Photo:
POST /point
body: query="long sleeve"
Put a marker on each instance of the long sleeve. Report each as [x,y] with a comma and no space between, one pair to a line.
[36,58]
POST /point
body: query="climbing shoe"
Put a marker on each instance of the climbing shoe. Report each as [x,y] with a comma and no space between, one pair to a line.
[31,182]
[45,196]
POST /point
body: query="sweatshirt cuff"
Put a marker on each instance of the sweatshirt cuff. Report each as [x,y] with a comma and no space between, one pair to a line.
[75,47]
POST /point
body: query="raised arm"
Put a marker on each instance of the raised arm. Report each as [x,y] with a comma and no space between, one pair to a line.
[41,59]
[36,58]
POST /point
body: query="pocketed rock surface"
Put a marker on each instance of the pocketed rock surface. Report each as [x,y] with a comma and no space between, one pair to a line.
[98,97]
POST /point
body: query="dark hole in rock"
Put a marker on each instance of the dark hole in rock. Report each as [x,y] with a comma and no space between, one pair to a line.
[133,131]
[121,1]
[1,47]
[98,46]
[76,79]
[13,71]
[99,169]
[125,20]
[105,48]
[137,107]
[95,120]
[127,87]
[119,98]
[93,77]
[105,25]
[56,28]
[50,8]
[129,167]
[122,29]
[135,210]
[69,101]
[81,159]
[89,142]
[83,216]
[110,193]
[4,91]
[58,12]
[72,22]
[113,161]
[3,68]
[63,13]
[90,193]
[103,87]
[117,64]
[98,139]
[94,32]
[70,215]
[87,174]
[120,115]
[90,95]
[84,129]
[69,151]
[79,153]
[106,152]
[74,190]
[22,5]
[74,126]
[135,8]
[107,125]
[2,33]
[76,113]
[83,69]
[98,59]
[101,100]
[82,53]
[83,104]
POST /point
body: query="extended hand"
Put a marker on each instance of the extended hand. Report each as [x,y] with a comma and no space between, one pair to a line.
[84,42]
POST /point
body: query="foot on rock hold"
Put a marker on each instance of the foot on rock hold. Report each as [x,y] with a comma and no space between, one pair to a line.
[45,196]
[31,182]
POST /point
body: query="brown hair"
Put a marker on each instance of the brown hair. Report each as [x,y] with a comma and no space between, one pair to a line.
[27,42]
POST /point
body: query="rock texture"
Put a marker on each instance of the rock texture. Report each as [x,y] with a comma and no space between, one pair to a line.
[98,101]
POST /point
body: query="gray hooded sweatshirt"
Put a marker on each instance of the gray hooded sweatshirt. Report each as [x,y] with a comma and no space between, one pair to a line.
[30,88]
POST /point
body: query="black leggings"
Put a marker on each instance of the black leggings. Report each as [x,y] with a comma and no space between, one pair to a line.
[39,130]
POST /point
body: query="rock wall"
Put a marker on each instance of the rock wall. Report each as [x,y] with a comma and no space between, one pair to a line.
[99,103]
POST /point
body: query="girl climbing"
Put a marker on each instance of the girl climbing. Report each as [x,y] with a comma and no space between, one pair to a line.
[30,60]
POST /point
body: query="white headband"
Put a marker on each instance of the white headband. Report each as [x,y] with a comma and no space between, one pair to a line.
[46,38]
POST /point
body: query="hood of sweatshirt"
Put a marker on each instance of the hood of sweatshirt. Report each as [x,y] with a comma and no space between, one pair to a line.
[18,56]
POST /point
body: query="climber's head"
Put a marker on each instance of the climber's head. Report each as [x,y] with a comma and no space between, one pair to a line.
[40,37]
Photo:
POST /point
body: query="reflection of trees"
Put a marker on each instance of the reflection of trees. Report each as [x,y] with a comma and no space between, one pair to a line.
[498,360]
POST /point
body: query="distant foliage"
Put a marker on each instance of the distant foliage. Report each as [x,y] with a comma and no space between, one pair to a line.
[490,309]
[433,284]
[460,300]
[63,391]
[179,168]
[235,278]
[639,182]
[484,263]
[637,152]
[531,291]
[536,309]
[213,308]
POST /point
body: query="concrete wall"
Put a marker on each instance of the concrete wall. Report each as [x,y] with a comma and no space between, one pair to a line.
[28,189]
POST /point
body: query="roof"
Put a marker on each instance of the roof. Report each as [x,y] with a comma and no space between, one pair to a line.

—————

__Given request__.
Identify every line of the listing above that contains the string "climbing", treating uppercase and lowercase as distinct, and copy each such line in full.

__Solution for this exercise__.
body: query="climbing shoe"
Put a marker on each instance of the climbing shoe. Report each as [x,y] with a comma and no space between, one pair to a line.
body: query="girl climbing"
Put a marker on each instance of the girl climbing. Report each as [x,y] with a comma and no space between, one pair to a line.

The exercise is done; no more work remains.